The RapidIO Interconnect Specification, released by the RapidIO Trade Association, is an open standard, developed to achieve high-performance, low-cost, as well as reliable and scalable system connectivity in embedded systems, networking applications and communication devices. Several works are concerned about the applicability of SRIO for high performance embedded systems, such as novel imaging systems [4] or spatial radar applications [1]. However, to the best of our knowledge, no research has been conducted to involve SRIO in a low-power communication scheme, yet. In contrast, most research on low power communication schemes and protocols was conducted in the area of wireless sensor networks, mobile and automotive communication, since these environments often have to cope with a limited energy supply. A key concept in power-aware communication is the introduction of idle periods in which no communication happens, and thus, the transceiver can be turned off or at least be transferred into a low power state [5]. Unterassinger et al., for example, design a power management unit for ultra-low power wireless sensor networks, which is based on multiple power modes for the transceivers in [6]. El-Hoiydi et al. design a novel medium access protocol based on polling for downlink data streaming and compare it to other protocols in [7]. Their key findings include that the minimization of the idle listening period, as well as overhearing may become the main source for energy reduction in communication. In the area of wire-bound communication, a more complex approach based on PCI-Express is presented in [8]. The authors use appropriate line speeds, lane configurations and moreover different power...
III. BACKGROUND

A. Serial RapidIO

RapidIO specification defines a layered architecture consisting of the logical, transport and physical layer. The logical layer is responsible for the implementation of the transaction concept, providing support for memory operations, atomic operations, unaligned memory transfers, globally shared memory and message passing. Routes for traversal of the nodes of the fabric are provided by the transport layer. The physical layer is specified for both, a parallel and a serial standard. The serial standard, also referred to as Serial RapidIO, can operate at up to 16 serial duplex links with a maximum line rate of 6.25 Gbaud. Furthermore, the physical layer is responsible for receiving and transmitting packets and for providing transmitter or receiver based flow control. The implementation assures packet delivery, since packets remain the responsibility of the transmitter until the receiver has acknowledged the acceptance. In case of insufficient resources at the receiver, the transmitter must retry the packet. After an implementation dependent amount of retries, the protocol defines the recovery from erroneous transmissions. To ensure that latency sensitive traffic is not delayed by larger packets, the maximum payload for SRIO packets is 256 byte at an overhead of about 20 bytes, depending on the transaction type. To conduct our studies, we have used the Xilinx SRIO IP core, which will be introduced next.

→ **Recorded information**:

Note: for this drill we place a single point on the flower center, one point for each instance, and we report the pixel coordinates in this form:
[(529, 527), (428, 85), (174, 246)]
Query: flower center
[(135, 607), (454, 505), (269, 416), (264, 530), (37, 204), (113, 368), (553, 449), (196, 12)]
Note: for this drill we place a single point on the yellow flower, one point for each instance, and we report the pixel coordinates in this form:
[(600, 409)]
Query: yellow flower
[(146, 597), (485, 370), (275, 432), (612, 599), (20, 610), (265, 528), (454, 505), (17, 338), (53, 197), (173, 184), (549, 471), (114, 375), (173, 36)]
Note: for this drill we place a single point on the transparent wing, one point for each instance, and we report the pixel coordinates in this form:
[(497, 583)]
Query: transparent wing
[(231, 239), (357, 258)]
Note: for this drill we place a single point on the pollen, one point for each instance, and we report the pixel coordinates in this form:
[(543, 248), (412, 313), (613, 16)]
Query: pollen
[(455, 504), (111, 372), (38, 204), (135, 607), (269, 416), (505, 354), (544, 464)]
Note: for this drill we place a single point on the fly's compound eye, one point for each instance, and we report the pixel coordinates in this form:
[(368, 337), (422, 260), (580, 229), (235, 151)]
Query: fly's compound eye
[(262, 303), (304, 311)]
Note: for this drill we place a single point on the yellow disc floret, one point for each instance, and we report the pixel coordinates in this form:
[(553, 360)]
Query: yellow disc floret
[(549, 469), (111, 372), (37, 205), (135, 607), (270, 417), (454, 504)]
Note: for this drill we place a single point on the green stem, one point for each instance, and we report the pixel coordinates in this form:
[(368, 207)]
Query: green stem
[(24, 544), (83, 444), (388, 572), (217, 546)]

--

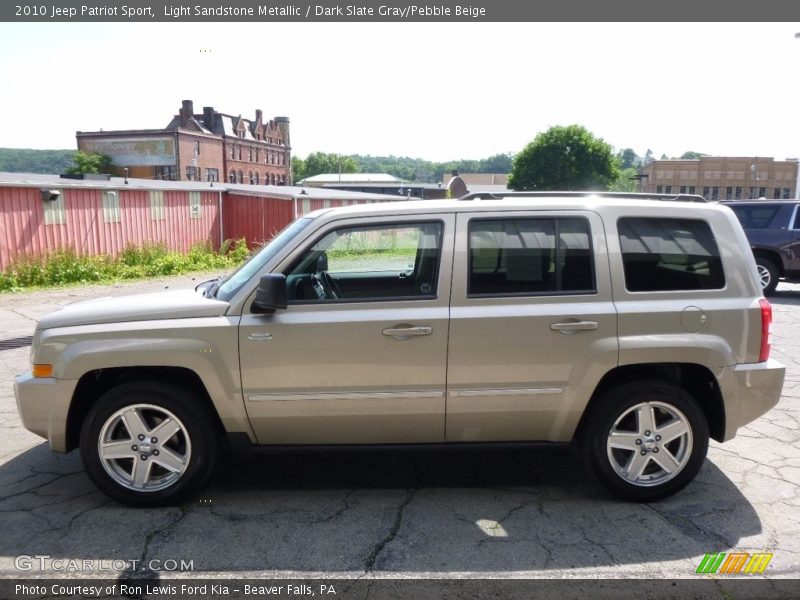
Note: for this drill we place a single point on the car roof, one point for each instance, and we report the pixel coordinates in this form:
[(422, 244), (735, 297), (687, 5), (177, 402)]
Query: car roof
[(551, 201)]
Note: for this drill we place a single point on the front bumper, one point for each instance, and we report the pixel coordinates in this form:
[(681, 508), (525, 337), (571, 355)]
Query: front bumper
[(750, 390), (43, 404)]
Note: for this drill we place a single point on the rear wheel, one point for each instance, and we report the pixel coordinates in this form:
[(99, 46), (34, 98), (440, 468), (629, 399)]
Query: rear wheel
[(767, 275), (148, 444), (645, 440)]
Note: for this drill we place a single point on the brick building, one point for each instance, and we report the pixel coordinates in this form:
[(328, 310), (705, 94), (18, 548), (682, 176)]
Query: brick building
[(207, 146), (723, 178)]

→ **Actions to take**:
• A. According to the Serial RapidIO excerpt, what is the maximum line rate of the serial standard?
• B. List everything the Serial RapidIO excerpt says the logical layer provides support for.
The records have no connection to the Serial RapidIO excerpt.

→ **Task-by-task outputs**:
• A. 6.25 Gbaud

• B.
- Memory operations
- Atomic operations
- Unaligned memory transfers
- Globally shared memory
- Message passing